> WRITTEN INSTRUCTION
Locate every line in the records that contains the string "parked", and copy each of those lines.

> PROVIDED ENTRIES
══════════════════════════════

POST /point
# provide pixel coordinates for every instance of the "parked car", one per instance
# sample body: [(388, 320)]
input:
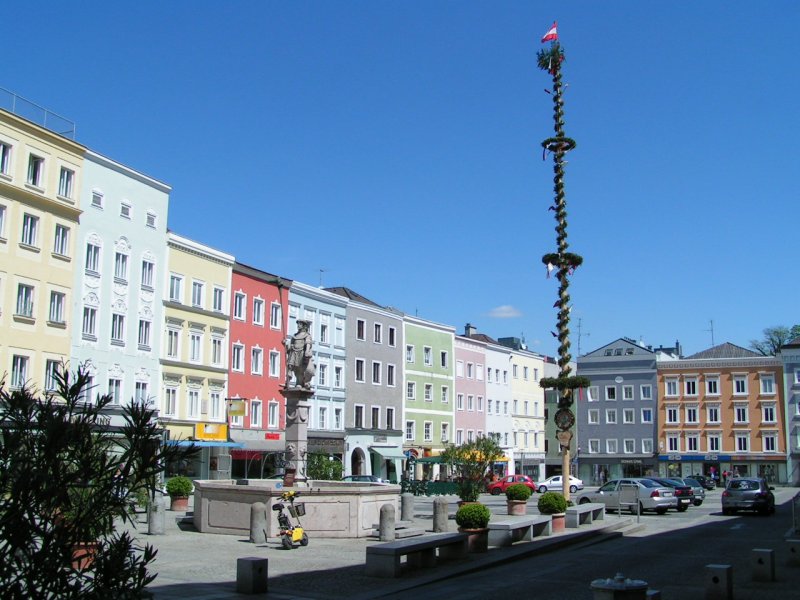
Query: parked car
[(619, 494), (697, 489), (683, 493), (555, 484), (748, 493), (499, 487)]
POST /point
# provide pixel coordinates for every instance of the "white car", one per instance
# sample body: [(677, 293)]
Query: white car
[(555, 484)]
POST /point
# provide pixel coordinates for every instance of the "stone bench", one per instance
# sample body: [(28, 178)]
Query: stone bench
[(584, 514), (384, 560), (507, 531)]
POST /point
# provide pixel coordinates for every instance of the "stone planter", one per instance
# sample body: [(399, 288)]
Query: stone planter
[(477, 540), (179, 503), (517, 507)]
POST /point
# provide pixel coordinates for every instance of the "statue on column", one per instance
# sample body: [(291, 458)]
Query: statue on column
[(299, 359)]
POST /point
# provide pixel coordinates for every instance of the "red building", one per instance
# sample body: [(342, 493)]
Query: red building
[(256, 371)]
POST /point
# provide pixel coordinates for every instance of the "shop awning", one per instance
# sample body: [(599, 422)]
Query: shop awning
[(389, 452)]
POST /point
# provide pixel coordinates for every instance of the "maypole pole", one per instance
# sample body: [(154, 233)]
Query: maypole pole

══════════════════════════════

> TASK RESULT
# provide pixel coordinates for every instance of the "parked car", one per instance
Query: parked car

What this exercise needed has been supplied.